··· Quelldaten ···
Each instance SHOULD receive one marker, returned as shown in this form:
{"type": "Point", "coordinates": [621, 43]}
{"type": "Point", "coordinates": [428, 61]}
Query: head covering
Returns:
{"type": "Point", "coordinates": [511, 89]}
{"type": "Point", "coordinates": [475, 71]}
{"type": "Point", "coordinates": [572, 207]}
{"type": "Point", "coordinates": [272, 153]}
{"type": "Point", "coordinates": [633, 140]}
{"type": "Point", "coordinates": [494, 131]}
···
### Aufgabe
Geben Sie sämtliche Zeilen oben Wort für Wort unverändert wieder.

### Antwort
Each instance SHOULD receive one marker, returned as shown in this form:
{"type": "Point", "coordinates": [621, 43]}
{"type": "Point", "coordinates": [428, 61]}
Query: head covering
Returns:
{"type": "Point", "coordinates": [511, 89]}
{"type": "Point", "coordinates": [475, 71]}
{"type": "Point", "coordinates": [572, 207]}
{"type": "Point", "coordinates": [272, 153]}
{"type": "Point", "coordinates": [633, 140]}
{"type": "Point", "coordinates": [494, 131]}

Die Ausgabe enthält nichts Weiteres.